WHAT THE EXERCISE ASKS:
Rewrite the rows below from the line containing "Q: Locate the young boy" through the end of the rows, requests included. Offset each point coordinate in the answers by adding 82 to both of its numbers.

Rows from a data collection

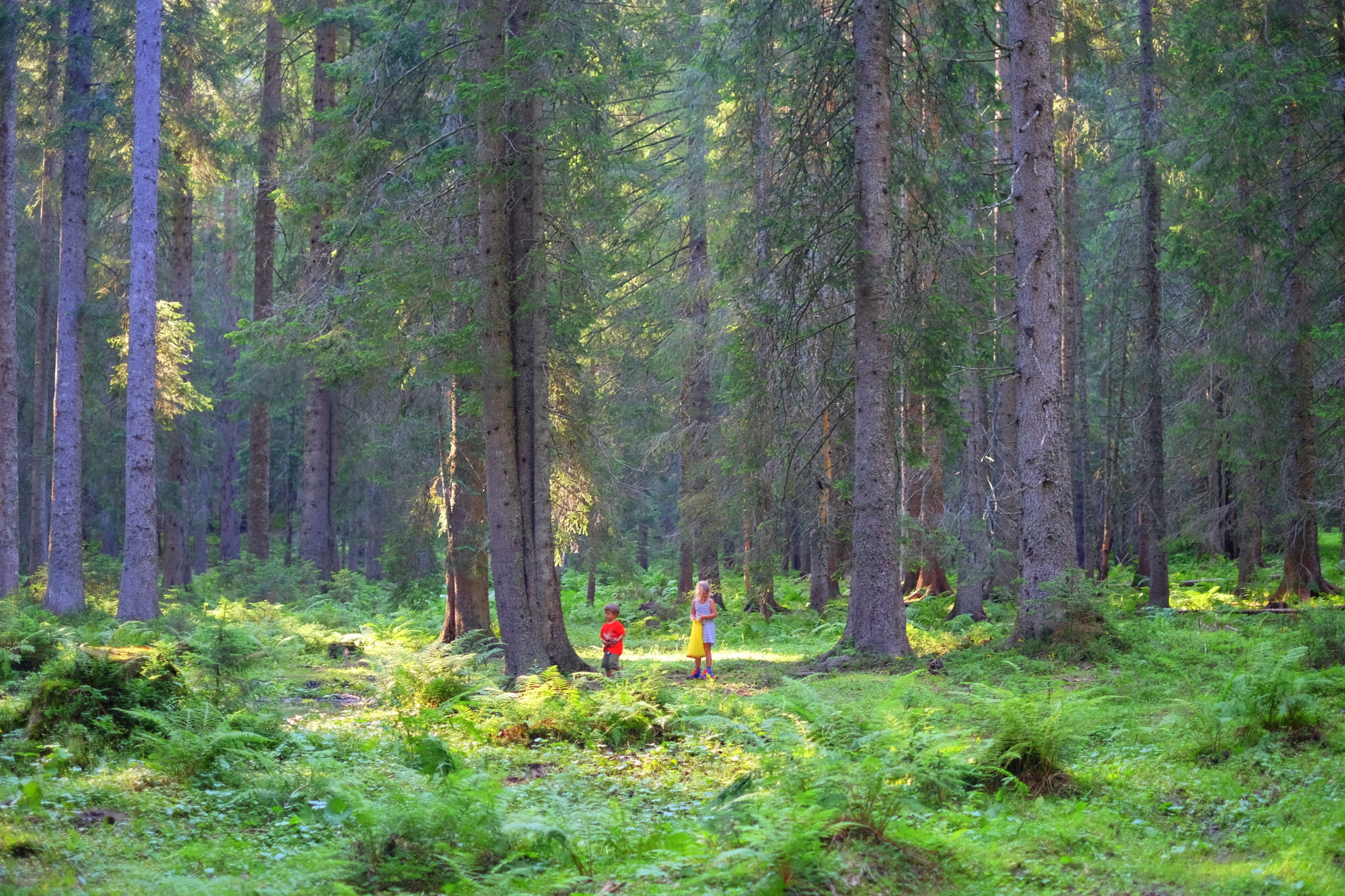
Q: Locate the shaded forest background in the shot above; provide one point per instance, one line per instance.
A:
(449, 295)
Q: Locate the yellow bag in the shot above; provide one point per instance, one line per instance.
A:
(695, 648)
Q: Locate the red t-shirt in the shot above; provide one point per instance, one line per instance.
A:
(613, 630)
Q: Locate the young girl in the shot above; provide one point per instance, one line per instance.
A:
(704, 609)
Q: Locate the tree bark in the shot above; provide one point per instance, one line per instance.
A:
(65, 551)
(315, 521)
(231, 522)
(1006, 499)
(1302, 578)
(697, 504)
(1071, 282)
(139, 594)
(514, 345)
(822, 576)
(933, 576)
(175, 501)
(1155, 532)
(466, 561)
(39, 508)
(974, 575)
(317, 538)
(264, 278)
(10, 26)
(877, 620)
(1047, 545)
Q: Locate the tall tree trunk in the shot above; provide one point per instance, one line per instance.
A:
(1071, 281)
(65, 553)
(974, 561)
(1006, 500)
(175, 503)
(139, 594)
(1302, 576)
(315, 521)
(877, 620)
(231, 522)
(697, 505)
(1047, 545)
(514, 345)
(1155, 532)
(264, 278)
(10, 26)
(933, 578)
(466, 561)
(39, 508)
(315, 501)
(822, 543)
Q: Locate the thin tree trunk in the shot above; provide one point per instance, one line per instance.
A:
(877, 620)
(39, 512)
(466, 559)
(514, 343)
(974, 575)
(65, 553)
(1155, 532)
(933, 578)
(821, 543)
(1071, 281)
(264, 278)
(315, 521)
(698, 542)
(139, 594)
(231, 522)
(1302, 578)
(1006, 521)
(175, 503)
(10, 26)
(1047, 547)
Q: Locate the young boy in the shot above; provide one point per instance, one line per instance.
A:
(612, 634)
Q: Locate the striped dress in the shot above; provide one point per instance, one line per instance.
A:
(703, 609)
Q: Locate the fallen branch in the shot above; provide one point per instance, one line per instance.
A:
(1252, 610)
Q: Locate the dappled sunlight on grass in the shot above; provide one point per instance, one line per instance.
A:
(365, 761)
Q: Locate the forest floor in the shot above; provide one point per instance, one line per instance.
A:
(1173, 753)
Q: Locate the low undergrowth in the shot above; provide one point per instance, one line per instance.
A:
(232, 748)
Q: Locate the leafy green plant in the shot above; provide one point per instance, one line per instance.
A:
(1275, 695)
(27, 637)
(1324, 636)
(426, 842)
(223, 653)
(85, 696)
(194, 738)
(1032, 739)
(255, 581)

FULL OUTPUT:
Q: Locate the young boy in the shot above; provide one point per instance, one line per instance.
A:
(694, 716)
Q: Locate the striped dress in the shot above; provide one point per instance, one line per instance.
A:
(785, 691)
Q: Locate the fallen branch in the shot above; provide one point per instance, one line per instance.
A:
(1334, 692)
Q: Locate the dappled sunlight on grass in the shot above; provide one point per instance, one line per instance.
A:
(447, 843)
Q: Locate the forest floor in the shot above; provide one point per instance, one line per instance.
A:
(1255, 835)
Q: Locate the low undergrowth in the shot above; provide one point per instance, one line per instance.
A:
(314, 830)
Q: Locate the leafy green plant in the shot above; provide one point per instance, one line per instance.
A:
(1357, 777)
(109, 719)
(1406, 718)
(508, 924)
(305, 735)
(167, 778)
(276, 820)
(1114, 821)
(337, 663)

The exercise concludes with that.